One known method for removing silver is based on the exchange of metal ions. The silver is deposited by means of a more electro-positive metal. For this purpose the exhausted fixer solution is circulated, for example, through a bed of steel shavings, metallic silver being deposited and a corresponding quantity of iron ions passing into solution. The deposited silver can be recovered by further purification processes. After removal of the iron ions the prepared solution can be discharged with the effluent. This process is simple and does not require any expensive installations, but a significant disadvantage is that the silver is recovered only incompletely and a further operation is required for removal of the iron ions.
Other known methods are based on electrolysis. Silver is deposited at the cathode of an electrolysis cell, in which the exhausted fixer solutions are treated. Given suitable choice of electrolysis conditions, the silver is deposited in a pure and relatively compact form and can be directly re-used. The desilvered fixing solution can be re-used in some cases. The electrodes may be located either directly in the fixing tank, in a separate compartment thereof, or in a cell into which the treated solution is passed, for example in a continuous cycle.
The prior-art electrolytic processes have various disadvantages, however. For example, the desilvering process can be carried out only to a specific residual silver content. Further electrolysis further results in the solution gradually turning cloudy, from brown to black, as a result of silver sulphide precipitation; blackish silver sulphide containing sludge starts to be deposited at the cathode instead of the desired compact silver coating. A bath treated in this way is unusable for either further use or for discharge to the effluent.
In electrolytic processes, the deposition of silver suplphide can be at least partially prevented by using only very low current loadings towards the end of the electrolysis, e.g. 1 to 2 mA/cm2 electrode area or even less. The disadvantage of this known step is that the operation is prolonged; the residual silver content stipulated by effluent regulations cannot usually be obtained within a reasonable time.
An object of the invention is to reduce or eliminate the disadvantages of the known electrolytic processes. It is a further object to provide a process in which silver substantially free of silver sulphide is deposited, while on the other hand the concentration of silver in the residual solution obtained is such that it can be directly discharged as effluent, and without requiring an excessively long treatment time.

### [Task set]
1. According to the passage on silver recovery, what makes the steel-shavings method unsatisfactory even though it is simple and cheap? Answer in one to three sentences.
2. Copy out everything in the passage on silver recovery from "In electrolytic processes, the" down to "long treatment time.", substituting "current densities" for "current loadings".

### [Data segment]
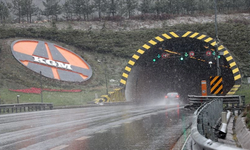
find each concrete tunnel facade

### [Solutions below]
1. It recovers the silver only incompletely. It also needs an additional operation to remove the iron ions that pass into the solution.

2.
In electrolytic processes, the deposition of silver suplphide can be at least partially prevented by using only very low current densities towards the end of the electrolysis, e.g. 1 to 2 mA/cm2 electrode area or even less. The disadvantage of this known step is that the operation is prolonged; the residual silver content stipulated by effluent regulations cannot usually be obtained within a reasonable time.
An object of the invention is to reduce or eliminate the disadvantages of the known electrolytic processes. It is a further object to provide a process in which silver substantially free of silver sulphide is deposited, while on the other hand the concentration of silver in the residual solution obtained is such that it can be directly discharged as effluent, and without requiring an excessively long treatment time.